◆ SHORT EXERCISE
Begin with the line that contains "Your task is straightforward. Given the image, detect side" and transcribe each line after it, up to and including the last line of the listing below.
*** DATA FOR THIS EXERCISE ***
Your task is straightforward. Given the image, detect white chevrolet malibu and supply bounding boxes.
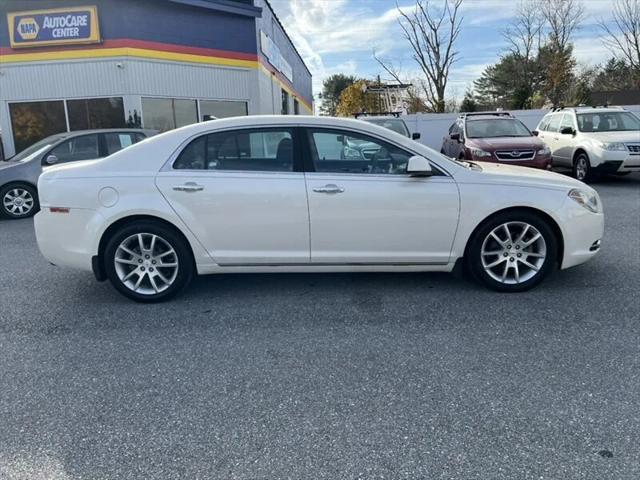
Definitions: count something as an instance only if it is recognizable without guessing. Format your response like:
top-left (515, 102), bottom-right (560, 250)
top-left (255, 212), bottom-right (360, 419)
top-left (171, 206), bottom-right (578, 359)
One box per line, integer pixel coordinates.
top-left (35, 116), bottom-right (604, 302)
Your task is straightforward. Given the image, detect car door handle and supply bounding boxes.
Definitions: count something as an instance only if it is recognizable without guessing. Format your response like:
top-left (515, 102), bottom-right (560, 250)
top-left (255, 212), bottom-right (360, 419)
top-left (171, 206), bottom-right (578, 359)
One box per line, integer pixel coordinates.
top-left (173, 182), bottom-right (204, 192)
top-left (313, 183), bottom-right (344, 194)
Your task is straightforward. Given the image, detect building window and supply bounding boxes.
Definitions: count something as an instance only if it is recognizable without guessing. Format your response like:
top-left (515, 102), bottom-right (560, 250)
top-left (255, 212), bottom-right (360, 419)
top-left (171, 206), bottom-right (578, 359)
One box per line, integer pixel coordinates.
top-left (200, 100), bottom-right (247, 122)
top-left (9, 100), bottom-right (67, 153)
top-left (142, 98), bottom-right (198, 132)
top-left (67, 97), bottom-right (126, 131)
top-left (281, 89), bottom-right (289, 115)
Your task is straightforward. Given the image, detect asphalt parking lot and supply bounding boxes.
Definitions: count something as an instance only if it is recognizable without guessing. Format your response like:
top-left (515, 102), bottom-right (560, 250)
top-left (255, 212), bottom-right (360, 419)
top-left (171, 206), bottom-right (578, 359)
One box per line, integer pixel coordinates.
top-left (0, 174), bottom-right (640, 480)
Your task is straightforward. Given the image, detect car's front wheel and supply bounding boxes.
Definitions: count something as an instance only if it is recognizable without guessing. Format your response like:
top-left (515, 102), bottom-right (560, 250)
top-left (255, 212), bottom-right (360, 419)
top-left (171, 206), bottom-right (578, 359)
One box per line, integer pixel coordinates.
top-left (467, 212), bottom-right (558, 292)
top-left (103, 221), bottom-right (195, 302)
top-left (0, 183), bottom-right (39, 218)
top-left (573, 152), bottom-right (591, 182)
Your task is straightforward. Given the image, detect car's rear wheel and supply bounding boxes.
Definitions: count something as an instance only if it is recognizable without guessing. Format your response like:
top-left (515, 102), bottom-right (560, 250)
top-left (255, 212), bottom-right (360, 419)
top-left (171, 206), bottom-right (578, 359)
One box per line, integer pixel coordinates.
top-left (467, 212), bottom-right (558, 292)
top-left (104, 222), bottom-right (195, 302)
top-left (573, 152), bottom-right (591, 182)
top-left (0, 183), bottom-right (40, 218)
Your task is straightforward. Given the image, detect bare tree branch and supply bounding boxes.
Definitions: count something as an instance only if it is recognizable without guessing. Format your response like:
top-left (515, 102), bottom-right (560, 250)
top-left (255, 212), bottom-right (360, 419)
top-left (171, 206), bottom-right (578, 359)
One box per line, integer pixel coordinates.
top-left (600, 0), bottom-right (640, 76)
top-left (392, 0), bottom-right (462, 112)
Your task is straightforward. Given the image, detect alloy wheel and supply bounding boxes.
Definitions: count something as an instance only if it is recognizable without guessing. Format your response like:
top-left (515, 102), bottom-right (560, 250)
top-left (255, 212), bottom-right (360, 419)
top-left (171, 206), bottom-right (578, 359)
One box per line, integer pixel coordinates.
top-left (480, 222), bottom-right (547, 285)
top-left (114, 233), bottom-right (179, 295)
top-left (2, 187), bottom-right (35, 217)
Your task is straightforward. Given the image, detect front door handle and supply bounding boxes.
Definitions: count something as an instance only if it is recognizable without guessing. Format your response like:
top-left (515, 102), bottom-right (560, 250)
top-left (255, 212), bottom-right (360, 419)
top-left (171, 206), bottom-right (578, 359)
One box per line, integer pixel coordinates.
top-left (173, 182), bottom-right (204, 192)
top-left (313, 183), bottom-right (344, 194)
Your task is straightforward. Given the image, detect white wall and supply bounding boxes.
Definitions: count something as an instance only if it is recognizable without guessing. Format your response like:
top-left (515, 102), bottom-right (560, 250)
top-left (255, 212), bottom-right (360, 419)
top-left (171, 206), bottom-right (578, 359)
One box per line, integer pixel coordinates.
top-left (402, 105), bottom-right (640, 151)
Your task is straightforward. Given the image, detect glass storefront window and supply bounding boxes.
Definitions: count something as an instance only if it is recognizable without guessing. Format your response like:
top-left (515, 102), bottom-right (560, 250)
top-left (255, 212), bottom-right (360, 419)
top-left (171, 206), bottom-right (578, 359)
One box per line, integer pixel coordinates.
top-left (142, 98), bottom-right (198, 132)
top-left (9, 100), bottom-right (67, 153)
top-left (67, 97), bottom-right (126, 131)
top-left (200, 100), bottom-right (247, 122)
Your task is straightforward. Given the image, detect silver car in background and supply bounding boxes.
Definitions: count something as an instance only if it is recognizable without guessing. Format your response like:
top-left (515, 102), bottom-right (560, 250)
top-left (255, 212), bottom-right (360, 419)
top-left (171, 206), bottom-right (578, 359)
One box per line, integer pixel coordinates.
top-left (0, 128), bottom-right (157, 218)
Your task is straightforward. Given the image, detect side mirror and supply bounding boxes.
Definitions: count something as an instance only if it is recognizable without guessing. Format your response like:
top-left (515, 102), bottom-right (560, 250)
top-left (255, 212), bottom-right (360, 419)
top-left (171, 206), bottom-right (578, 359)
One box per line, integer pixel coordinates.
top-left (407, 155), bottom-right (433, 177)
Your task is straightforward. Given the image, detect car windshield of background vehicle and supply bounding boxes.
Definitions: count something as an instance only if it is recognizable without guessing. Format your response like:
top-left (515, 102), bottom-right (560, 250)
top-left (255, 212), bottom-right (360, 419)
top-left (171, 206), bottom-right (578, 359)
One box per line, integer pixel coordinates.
***
◆ OUTPUT OF THE EXERCISE
Your task is straightforward. Given the image, detect side mirror and supply bounding boxes.
Definitions: count something as an instance only if it is recognizable without guessing. Format your response like:
top-left (515, 102), bottom-right (560, 250)
top-left (255, 212), bottom-right (360, 419)
top-left (171, 206), bottom-right (578, 359)
One box per line, integer pixel coordinates.
top-left (407, 155), bottom-right (433, 177)
Your task is straightforward. Given the image, detect car windshield of background vehicle and supply bounding boxes.
Definitions: count something as an instance only if it is recognizable without guessing. Format your response like:
top-left (515, 102), bottom-right (560, 250)
top-left (255, 212), bottom-right (360, 419)
top-left (171, 206), bottom-right (578, 359)
One box per line, integer pixel coordinates.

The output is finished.